(Records contained in a dataset)
══════

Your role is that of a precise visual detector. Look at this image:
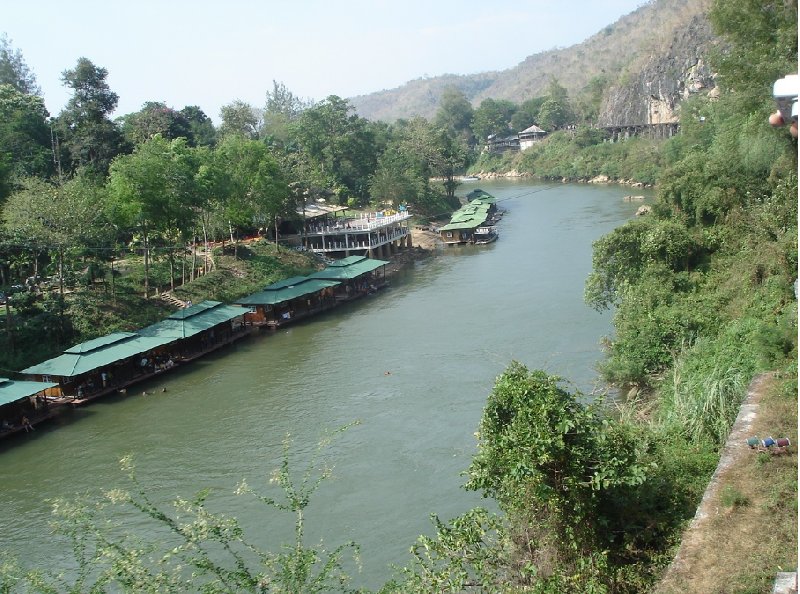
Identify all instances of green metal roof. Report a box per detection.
[0,378,58,407]
[65,332,137,353]
[236,278,340,306]
[21,301,248,378]
[264,276,312,290]
[439,202,491,231]
[138,300,248,339]
[453,204,490,221]
[465,189,496,203]
[308,256,389,280]
[325,255,368,267]
[21,333,174,378]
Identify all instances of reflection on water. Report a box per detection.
[0,180,653,589]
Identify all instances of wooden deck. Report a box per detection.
[0,399,71,438]
[58,326,257,407]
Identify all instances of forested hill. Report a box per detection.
[349,0,716,124]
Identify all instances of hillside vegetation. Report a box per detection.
[384,0,797,590]
[0,0,796,591]
[350,0,714,124]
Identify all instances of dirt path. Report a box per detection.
[655,372,798,593]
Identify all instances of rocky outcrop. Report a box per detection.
[473,170,532,179]
[598,12,718,126]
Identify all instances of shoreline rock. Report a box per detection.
[466,170,654,189]
[472,170,533,180]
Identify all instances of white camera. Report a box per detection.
[773,74,799,123]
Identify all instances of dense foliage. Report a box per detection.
[0,0,796,591]
[396,0,797,590]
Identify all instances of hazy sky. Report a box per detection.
[4,0,648,122]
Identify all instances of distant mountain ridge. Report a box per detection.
[349,0,717,126]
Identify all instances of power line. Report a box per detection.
[420,183,562,222]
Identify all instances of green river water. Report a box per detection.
[0,179,653,589]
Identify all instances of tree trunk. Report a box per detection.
[168,249,175,291]
[229,221,238,259]
[142,222,150,298]
[5,299,13,354]
[206,235,213,271]
[201,216,211,274]
[58,247,65,344]
[191,237,197,281]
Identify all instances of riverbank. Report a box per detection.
[381,227,441,276]
[468,169,654,189]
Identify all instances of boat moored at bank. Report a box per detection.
[438,189,502,245]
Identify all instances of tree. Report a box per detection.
[0,34,39,95]
[119,102,193,146]
[180,105,216,147]
[107,136,200,296]
[575,74,610,125]
[584,217,680,311]
[369,118,466,211]
[3,174,111,343]
[509,109,535,134]
[218,99,262,140]
[53,58,128,176]
[434,87,474,145]
[263,80,308,146]
[537,99,571,132]
[471,98,517,142]
[510,96,547,133]
[385,508,505,593]
[369,146,424,209]
[376,118,437,207]
[214,135,291,253]
[190,145,227,274]
[466,362,647,585]
[291,96,378,204]
[4,174,109,258]
[432,127,469,199]
[709,0,798,112]
[536,78,575,131]
[0,84,53,196]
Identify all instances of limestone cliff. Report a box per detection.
[598,12,718,126]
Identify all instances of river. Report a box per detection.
[0,179,653,590]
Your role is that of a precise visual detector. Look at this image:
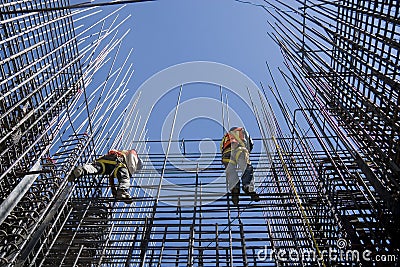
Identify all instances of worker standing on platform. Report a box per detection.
[220,127,259,205]
[68,149,142,204]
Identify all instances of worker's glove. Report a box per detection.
[82,164,98,174]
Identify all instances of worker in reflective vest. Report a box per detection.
[68,149,142,204]
[220,127,259,205]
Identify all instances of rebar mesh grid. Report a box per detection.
[264,0,400,255]
[266,0,399,192]
[332,1,400,181]
[0,0,82,192]
[0,0,132,265]
[40,136,355,267]
[0,0,84,264]
[37,126,398,266]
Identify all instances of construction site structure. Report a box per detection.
[0,0,399,266]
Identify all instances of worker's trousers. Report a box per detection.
[82,161,130,190]
[222,147,254,192]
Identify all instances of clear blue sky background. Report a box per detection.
[124,0,278,89]
[75,0,289,153]
[126,0,283,137]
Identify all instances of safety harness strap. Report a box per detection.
[98,158,126,197]
[97,159,119,165]
[222,158,235,164]
[98,161,106,175]
[230,130,246,149]
[113,163,125,178]
[222,147,246,165]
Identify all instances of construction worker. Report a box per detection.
[68,149,142,204]
[221,127,259,205]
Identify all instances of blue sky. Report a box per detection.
[124,0,278,88]
[74,0,288,154]
[121,1,283,140]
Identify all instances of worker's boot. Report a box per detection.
[249,192,260,202]
[243,185,260,202]
[242,164,259,202]
[116,189,133,204]
[231,187,240,206]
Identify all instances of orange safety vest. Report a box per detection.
[220,127,246,152]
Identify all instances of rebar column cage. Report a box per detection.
[0,0,86,264]
[264,0,400,253]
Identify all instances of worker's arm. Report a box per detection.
[242,128,253,152]
[220,135,226,152]
[248,136,254,152]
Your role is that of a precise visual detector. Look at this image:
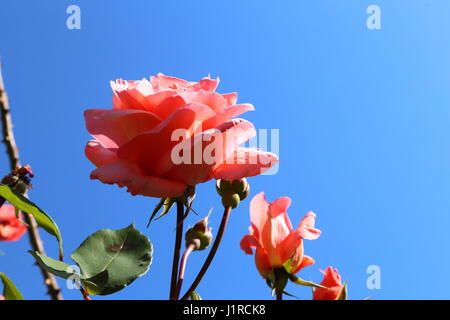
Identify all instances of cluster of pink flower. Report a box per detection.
[0,74,345,300]
[82,74,345,300]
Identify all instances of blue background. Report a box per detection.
[1,0,449,300]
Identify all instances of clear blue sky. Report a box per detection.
[1,0,450,300]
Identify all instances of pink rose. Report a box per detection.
[0,204,27,242]
[313,267,344,300]
[240,192,321,278]
[85,74,278,198]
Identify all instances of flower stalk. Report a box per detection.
[276,289,283,300]
[181,205,232,300]
[169,201,184,299]
[174,243,195,300]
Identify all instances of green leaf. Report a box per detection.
[0,184,63,259]
[337,281,348,300]
[288,273,327,289]
[29,251,77,280]
[71,224,153,295]
[190,291,202,300]
[0,272,23,300]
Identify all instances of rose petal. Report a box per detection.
[216,119,257,160]
[296,212,321,240]
[191,77,220,92]
[159,128,221,185]
[85,109,162,148]
[261,209,292,266]
[249,192,270,242]
[211,148,279,181]
[255,247,272,278]
[0,205,26,242]
[150,73,190,90]
[90,160,187,198]
[0,204,17,221]
[222,92,238,106]
[180,90,227,113]
[240,234,260,255]
[117,103,216,176]
[111,79,155,110]
[291,254,315,274]
[270,197,292,219]
[314,267,343,300]
[203,104,254,129]
[150,94,188,120]
[85,140,119,167]
[157,119,256,185]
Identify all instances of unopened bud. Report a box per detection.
[239,184,250,201]
[185,216,213,251]
[1,165,34,195]
[215,179,232,197]
[216,179,250,209]
[232,178,250,201]
[231,179,247,194]
[221,190,240,209]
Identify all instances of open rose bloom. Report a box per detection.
[85,74,278,198]
[240,192,321,278]
[313,267,345,300]
[0,204,27,242]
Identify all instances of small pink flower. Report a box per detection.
[240,192,321,278]
[0,295,4,300]
[0,204,27,242]
[313,267,344,300]
[85,74,278,198]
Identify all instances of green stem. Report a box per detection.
[276,289,283,300]
[0,67,62,300]
[181,206,232,300]
[175,243,195,300]
[169,201,184,299]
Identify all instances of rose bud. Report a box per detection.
[216,178,250,209]
[313,267,345,300]
[231,179,247,194]
[221,190,240,209]
[1,165,34,195]
[215,179,232,196]
[185,215,213,251]
[233,178,250,200]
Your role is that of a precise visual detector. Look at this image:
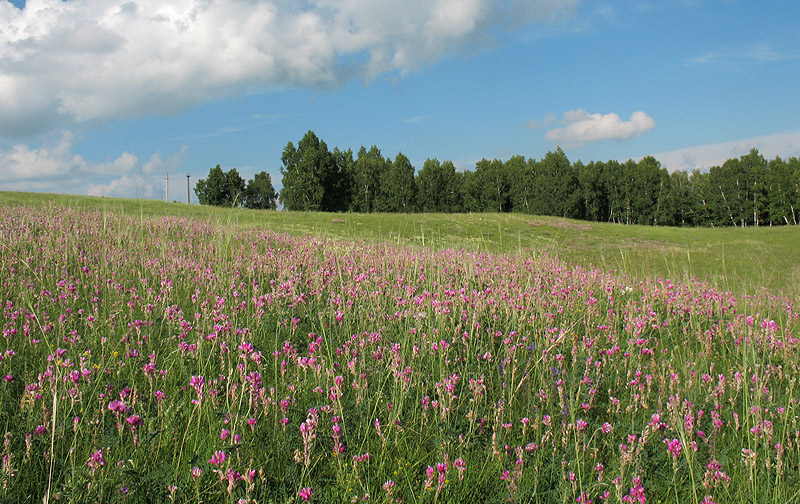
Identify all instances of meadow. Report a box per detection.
[0,194,799,503]
[2,191,799,297]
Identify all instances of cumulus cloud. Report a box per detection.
[0,129,186,197]
[545,109,655,147]
[142,146,190,174]
[87,174,155,198]
[0,0,580,138]
[0,130,131,181]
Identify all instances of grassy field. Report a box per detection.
[0,194,799,503]
[2,191,798,297]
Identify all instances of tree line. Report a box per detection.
[197,130,800,227]
[195,165,277,209]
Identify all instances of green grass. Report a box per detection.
[2,190,798,296]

══════

Each record above needs to be retyped exactly, without any pictures.

Your role is that of a precise visual detector. Look at this image:
Identify all instances of green metal roof. Report a box per detection.
[0,378,58,407]
[65,332,137,353]
[236,278,340,306]
[21,301,248,378]
[264,276,312,290]
[439,202,491,231]
[138,300,248,339]
[453,204,490,221]
[465,189,496,203]
[308,256,389,280]
[325,255,368,267]
[21,333,174,378]
Identify all instances of reflection on water. Report a box per detection.
[0,180,653,589]
Identify all instances of wooden deck. Report a box per detection.
[0,399,71,438]
[58,326,257,407]
Identify all instances of forested hill. Report a box per detection.
[349,0,716,124]
Identify all instances of hillside vegetation. Report a box per detection.
[384,0,797,590]
[0,0,796,591]
[350,0,714,124]
Identify all instances of dirt path. Report a box per detection.
[655,372,798,593]
Identify all instances of rocky outcrop. Report a box per detection.
[473,170,532,179]
[598,12,718,126]
Identify all instances of shoreline rock. Report a box per detection.
[466,170,654,189]
[472,170,533,180]
Identify all instances of white camera. Report a box per detection.
[773,74,799,123]
Identify all instances of dense foliage. Report a box per detection.
[0,0,796,591]
[396,0,797,590]
Identify all instances of hazy sky. Report a box per detection.
[4,0,648,122]
Identify all instances of distant mountain ridge. Report a box per detection.
[349,0,717,126]
Identify all instances of power line. Report a box per detection.
[420,183,562,222]
Identify all instances of green river water. Report a box per detection.
[0,179,653,589]
Identify all instances of tree trunk. Report a box per detection.
[168,249,175,291]
[229,221,238,259]
[142,222,150,298]
[5,299,13,354]
[206,235,213,271]
[201,216,211,274]
[58,247,65,344]
[191,237,197,281]
Identify all instances of riverbank. Report a box per detection.
[381,227,441,276]
[468,169,654,189]
Identify all instances of boat moored at bank. Report a box per detection.
[438,189,502,245]
Identify all instances of tree. Report a box per detection.
[0,34,39,95]
[119,102,193,146]
[180,105,216,147]
[107,136,200,296]
[575,74,610,125]
[584,217,680,311]
[369,118,466,211]
[3,174,111,343]
[509,109,535,134]
[218,99,262,140]
[53,58,128,176]
[434,87,474,145]
[263,80,308,146]
[537,99,571,132]
[471,98,517,142]
[510,96,547,133]
[385,508,505,593]
[369,146,424,209]
[376,118,437,207]
[214,135,291,253]
[190,145,227,274]
[466,362,647,585]
[291,96,378,204]
[4,174,109,258]
[432,127,469,199]
[709,0,798,112]
[536,78,575,131]
[0,84,53,196]
Identify all instances of limestone cliff. Report a box per detection.
[598,12,718,126]
Identify all instances of river. Report a box per detection.
[0,179,653,590]
Your role is that of a precise visual detector. Look at this image:
Identify all instances of worker standing on platform. Report a box per detection.
[220,127,259,205]
[68,149,142,204]
Identify all instances of worker's glove. Report a box per detection.
[82,164,98,174]
Identify all instances of worker in reflective vest. Report a box per detection.
[68,149,142,204]
[220,127,259,205]
Identify all instances of rebar mesh grid. Report a box per detection.
[264,0,400,255]
[266,0,399,192]
[332,1,400,181]
[0,0,82,192]
[0,0,132,265]
[40,136,355,267]
[0,0,84,264]
[37,126,398,266]
Identify all instances of construction site structure. Report a box per detection.
[0,0,399,266]
Identify all instances of worker's trousers. Report a box per detection.
[82,161,130,190]
[222,147,254,192]
Identify all instances of clear blue sky background. Report a box per detection.
[124,0,278,89]
[75,0,289,153]
[126,0,283,137]
Identify all instances of safety harness strap. Report a box per detection.
[98,158,126,197]
[97,159,119,165]
[222,158,235,164]
[98,161,106,175]
[230,130,246,149]
[113,163,125,178]
[222,147,246,165]
Identify all instances of construction worker. Report a box per detection.
[68,149,142,204]
[221,127,259,205]
Identify all instances of blue sky. Report a box per detection.
[124,0,278,88]
[74,0,288,154]
[121,1,283,140]
Identify all instances of worker's boot. Report a box per detection.
[249,192,260,202]
[243,185,260,202]
[242,164,259,202]
[116,189,133,204]
[231,187,240,206]
Identify all instances of orange safety vest. Report a box per detection.
[220,127,246,152]
Identify all instances of rebar column cage. Report a box per detection.
[0,0,86,264]
[264,0,400,253]
Identify all instances of worker's arm. Report a box per detection.
[242,128,253,152]
[220,135,226,152]
[248,136,254,152]
Your role is that of a precise visual detector. Look at this image:
Identify all instances of cluster of pink flower. Report a box per detection.
[0,74,345,300]
[82,74,345,300]
Identify all instances of blue background. Report a box per detection.
[1,0,449,300]
Identify all instances of clear blue sky. Report a box per detection.
[1,0,450,300]
Identify all instances of pink rose. Report a box per detection.
[0,204,27,242]
[313,267,344,300]
[240,192,321,278]
[85,74,278,198]
Identify all instances of flower stalk. Report a box per detection.
[276,289,283,300]
[181,205,232,300]
[169,201,184,299]
[174,243,195,300]
Identify all instances of green leaf. Report a box per detection.
[0,184,63,259]
[337,281,348,300]
[288,273,327,289]
[29,251,77,280]
[71,224,153,295]
[190,291,202,300]
[0,272,23,300]
Identify all instances of rose petal. Report a box per detection.
[216,119,257,160]
[296,212,321,240]
[191,77,220,92]
[159,128,221,185]
[85,109,162,148]
[261,209,292,266]
[249,192,270,242]
[211,148,279,181]
[255,247,272,278]
[0,205,26,242]
[150,73,190,90]
[90,160,187,198]
[0,204,17,221]
[222,92,238,106]
[180,90,227,113]
[240,234,260,255]
[117,103,216,176]
[111,79,155,110]
[291,254,315,274]
[270,197,292,219]
[314,267,343,300]
[203,104,254,129]
[150,94,188,120]
[85,140,119,167]
[157,119,256,185]
Identify all instances of unopened bud. Report a box per detection.
[239,184,250,201]
[185,216,213,251]
[1,165,34,195]
[215,179,232,197]
[216,179,250,209]
[232,178,250,201]
[231,179,247,194]
[221,190,240,209]
Identify all instances of open rose bloom. Report a box per detection.
[85,74,278,198]
[240,192,321,278]
[313,267,345,300]
[0,204,27,242]
Identify all instances of small pink flower. Report a box per detection.
[240,192,321,278]
[0,295,4,300]
[0,204,27,242]
[313,267,344,300]
[85,74,278,198]
Identify all instances of green stem. Report a box per detection.
[276,289,283,300]
[0,67,62,300]
[181,206,232,300]
[175,243,195,300]
[169,201,184,299]
Identify all instances of rose bud. Report a box per detection.
[216,178,250,209]
[313,267,345,300]
[231,179,247,194]
[221,190,240,209]
[1,165,34,195]
[215,179,232,196]
[185,215,213,251]
[233,178,250,200]
Your role is that of a precise visual detector. Look at this image:
Identify all instances of meadow. Report a box per detection.
[0,194,799,503]
[2,191,799,297]
Identify all instances of cumulus cloud. Report a box per detection.
[0,129,186,197]
[545,109,655,147]
[142,146,190,174]
[87,174,155,198]
[0,0,580,138]
[0,130,131,181]
Identify all instances of grassy field. Report a box per detection.
[0,194,799,503]
[2,191,798,297]
Identify all instances of tree line. Report a box per detection.
[197,130,800,227]
[195,165,277,209]
Identify all instances of green grass. Report a box per detection.
[2,190,798,296]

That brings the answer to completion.